— start QUOTED TEXT —

Boundary Layer Flow over a Moving Flat Plate in Jeffrey Fluid with Newtonian Heating

TL;DR

This study numerically investigates boundary layer flow and heat transfer of Jeffrey fluid over a moving flat plate with Newtonian heating, analyzing the effects of various parameters on flow behavior.

Contribution

It presents a numerical solution for boundary layer flow with Newtonian heating in Jeffrey fluid, incorporating the effects of multiple parameters using similarity transformation and Runge-Kutta-Fehlberg method.

Findings

Flow and heat transfer are significantly affected by Deborah number and Newtonian heating parameter.

The study provides detailed insights into parameter influences on boundary layer characteristics.

Results serve as a guideline for future research in non-Newtonian fluid flow with thermal effects.

— end QUOTED TEXT —
— start RECORDED DATA —

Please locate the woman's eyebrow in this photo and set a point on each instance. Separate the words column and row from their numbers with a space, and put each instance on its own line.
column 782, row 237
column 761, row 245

— end RECORDED DATA —

- **TASK DESCRIPTION**: What numerical method does the Jeffrey fluid text name for solving the boundary layer problem?

- **EXERCISE SOLUTION**: The Runge-Kutta-Fehlberg method.